● **Text passage**

↓↓↓

2011-04-13 Thread Corey Ballou
I'm still looking for a community leader answer on this one.

On Apr 11, 5:50 pm, Corey Ballou  wrote:
> Thanks for the reply, I appreciate it.
>
> I have concerns regarding the streaming APIs, which mainly concern the
> following:
>
> * usage of logical OR when using locations
> * firehose limitations
> * the user’s location field is not used to filter tweets
> * increased application complexity for parsing the resulting stream of
> data back out into individual searches
>
> I know that the Search API is not Twitter's preferred choice, but it's
> currently returning the best applicable results for my application.
> It's also worth noting that the API recently received a drastic
> improvement to speed which should theoretically relax the strain on
> the API:
>
> http://engineering.twitter.com/2011/04/twitter-search-is-now-3x-faste...
>
> I guess I'm mainly interested in knowing whether @twitterapi will
> allow me to use the Search API in the manner I indicated above?
> Essentially I would be willing to guarantee the application worker
> nodes handles 420 rate limiting errors accordingly while still
> supporting multiple twitter accounts and searches.
>
> On Apr 11, 1:05 pm, "M. Edward (Ed) Borasky" 
>
>
>
>
>
>
> research.net> wrote:
> > I don't see an answer here, but I'll tell you how *I* would go about
> > implementing this:
>
> > 1. Switch to the Streaming API. Using Search in an application puts a strain
> > on Twitter's servers and makes it difficult to Twitter to manage capacity.
> > That's why it's rate-limited and why the rate limits aren't publicly
> > disclosed.
>
> > 2. If your application is a desktop application, use User Streams. If it is
> > a server, use User Streams on a desktop or the low-frequency free access to
> > Streaming on a server to prototype and develop. Your target for a server
> > will be Site Streams, but that's in closed beta at the moment IIRC.

↑↑↑

● **Exercises to complete**
a) In the Twitter API thread, what reason is given for the Search API being rate-limited?
b) List every concern about the streaming APIs that Corey Ballou raises in the Twitter API thread.

● **Supplied material**

↓↓↓

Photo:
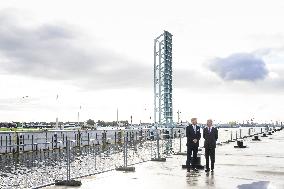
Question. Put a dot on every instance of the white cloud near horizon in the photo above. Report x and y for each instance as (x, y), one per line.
(101, 57)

↑↑↑

● **Replies**
a) Using Search in an application strains Twitter's servers and makes it difficult for Twitter to manage capacity.

b)
- Usage of logical OR when using locations
- Firehose limitations
- The user's location field is not used to filter tweets
- Increased application complexity for parsing the resulting stream of data back out into individual searches